Source extract
__________________________________________________
I agree with you that normalizating the predicted score to a certain range may help to well reflect the image quality, but it may result in a worse correlation coefficient.

Best, Hanwei

Thank you very much! I also tested the same 9800 images by using Baidu Image Quality Evaluation API. The mean absolute difference value is 21.28 and std is 13.74. The values are normalized to 0~100. It shows a relatively large difference. Do you think the data annotation causes the difference? Or it may have some other reasons? thx

h4nwei commented 4 years ago

d to 0~100. It shows a relatively large difference. Do you think the data annotation causes the dif

Hi KleinXin, I cannot understand the problem. The mean absolute difference value between the BL model and the Baidu Image Quality Evaluation API is 21.28 and std is 13.74? If so, how to relate the difference to data annotation?

KleinXin commented 4 years ago

d to 0~100. It shows a relatively large difference. Do you think the data annotation causes the dif

Hi KleinXin, I cannot understand the problem. The mean absolute difference value between the BL model and the Baidu Image Quality Evaluation API is 21.28 and std is 13.74? If so, how to relate the difference to data annotation?
__________________________________________________
What to work on
From the forum thread above, transcribe word for word the passage starting with "I agree with" and going on through "worse correlation coefficient.".

Dataset excerpts
__________________________________________________
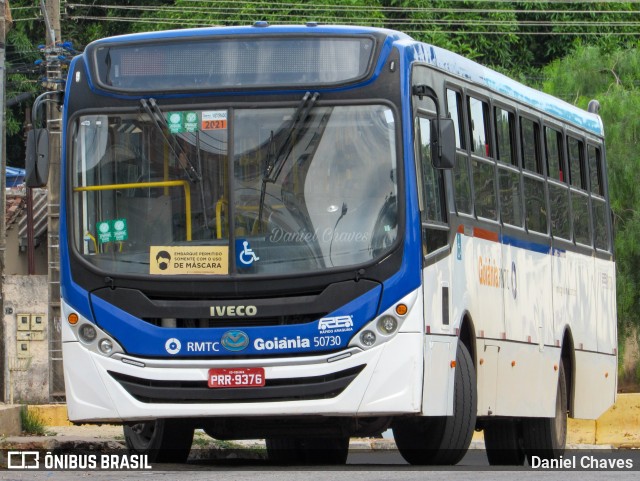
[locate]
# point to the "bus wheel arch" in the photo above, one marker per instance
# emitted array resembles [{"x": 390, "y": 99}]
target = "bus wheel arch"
[
  {"x": 443, "y": 440},
  {"x": 467, "y": 336}
]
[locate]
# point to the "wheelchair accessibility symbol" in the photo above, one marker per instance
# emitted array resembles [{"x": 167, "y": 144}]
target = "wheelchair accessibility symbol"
[{"x": 246, "y": 256}]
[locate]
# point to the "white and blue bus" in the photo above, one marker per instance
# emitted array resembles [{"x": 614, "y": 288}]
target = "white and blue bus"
[{"x": 308, "y": 233}]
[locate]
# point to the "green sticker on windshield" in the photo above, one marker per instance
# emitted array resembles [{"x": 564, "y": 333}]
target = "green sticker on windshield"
[
  {"x": 180, "y": 122},
  {"x": 112, "y": 231},
  {"x": 175, "y": 121}
]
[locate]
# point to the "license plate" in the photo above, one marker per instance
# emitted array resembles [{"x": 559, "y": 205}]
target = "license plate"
[{"x": 236, "y": 377}]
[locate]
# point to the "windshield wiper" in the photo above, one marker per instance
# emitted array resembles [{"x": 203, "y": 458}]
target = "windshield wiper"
[
  {"x": 151, "y": 107},
  {"x": 277, "y": 155}
]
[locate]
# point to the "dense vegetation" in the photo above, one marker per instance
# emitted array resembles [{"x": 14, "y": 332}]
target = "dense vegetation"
[{"x": 574, "y": 50}]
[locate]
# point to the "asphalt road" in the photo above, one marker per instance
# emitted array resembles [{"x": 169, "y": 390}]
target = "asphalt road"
[{"x": 361, "y": 466}]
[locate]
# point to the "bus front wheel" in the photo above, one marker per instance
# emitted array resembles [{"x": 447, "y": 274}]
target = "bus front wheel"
[
  {"x": 443, "y": 440},
  {"x": 162, "y": 440}
]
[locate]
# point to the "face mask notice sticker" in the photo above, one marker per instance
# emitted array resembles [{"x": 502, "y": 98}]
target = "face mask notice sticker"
[{"x": 176, "y": 260}]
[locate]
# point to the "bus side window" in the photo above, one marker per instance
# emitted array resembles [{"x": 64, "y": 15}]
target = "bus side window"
[
  {"x": 534, "y": 191},
  {"x": 461, "y": 176},
  {"x": 435, "y": 230},
  {"x": 553, "y": 147},
  {"x": 509, "y": 188},
  {"x": 484, "y": 177},
  {"x": 579, "y": 195}
]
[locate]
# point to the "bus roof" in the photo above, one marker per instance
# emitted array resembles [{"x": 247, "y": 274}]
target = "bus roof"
[{"x": 414, "y": 51}]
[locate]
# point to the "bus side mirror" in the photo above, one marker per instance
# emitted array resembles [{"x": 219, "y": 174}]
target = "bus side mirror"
[
  {"x": 443, "y": 144},
  {"x": 37, "y": 159}
]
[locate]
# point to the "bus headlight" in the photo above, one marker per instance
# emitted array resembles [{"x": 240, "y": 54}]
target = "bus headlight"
[
  {"x": 387, "y": 325},
  {"x": 368, "y": 338},
  {"x": 106, "y": 346},
  {"x": 87, "y": 333},
  {"x": 93, "y": 337},
  {"x": 384, "y": 327}
]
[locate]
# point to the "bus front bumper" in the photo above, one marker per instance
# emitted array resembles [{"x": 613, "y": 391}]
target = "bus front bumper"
[{"x": 384, "y": 380}]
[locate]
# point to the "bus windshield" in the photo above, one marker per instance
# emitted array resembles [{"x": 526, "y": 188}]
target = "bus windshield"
[{"x": 230, "y": 191}]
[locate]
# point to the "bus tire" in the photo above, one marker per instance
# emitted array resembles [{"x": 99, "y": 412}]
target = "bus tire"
[
  {"x": 443, "y": 440},
  {"x": 503, "y": 442},
  {"x": 546, "y": 437},
  {"x": 308, "y": 451},
  {"x": 162, "y": 440}
]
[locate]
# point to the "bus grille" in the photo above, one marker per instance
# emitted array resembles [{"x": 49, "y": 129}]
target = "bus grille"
[{"x": 292, "y": 389}]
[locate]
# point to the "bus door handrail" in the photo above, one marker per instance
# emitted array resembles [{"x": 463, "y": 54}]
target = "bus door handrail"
[{"x": 164, "y": 183}]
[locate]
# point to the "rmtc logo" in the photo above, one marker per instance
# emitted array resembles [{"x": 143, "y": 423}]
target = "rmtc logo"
[
  {"x": 234, "y": 340},
  {"x": 173, "y": 346},
  {"x": 233, "y": 311},
  {"x": 339, "y": 322}
]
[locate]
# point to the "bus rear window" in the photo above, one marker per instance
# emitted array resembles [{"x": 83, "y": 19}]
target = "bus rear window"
[{"x": 215, "y": 64}]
__________________________________________________
Solution below
I agree with you that normalizating the predicted score to a certain range may help to well reflect the image quality, but it may result in a worse correlation coefficient.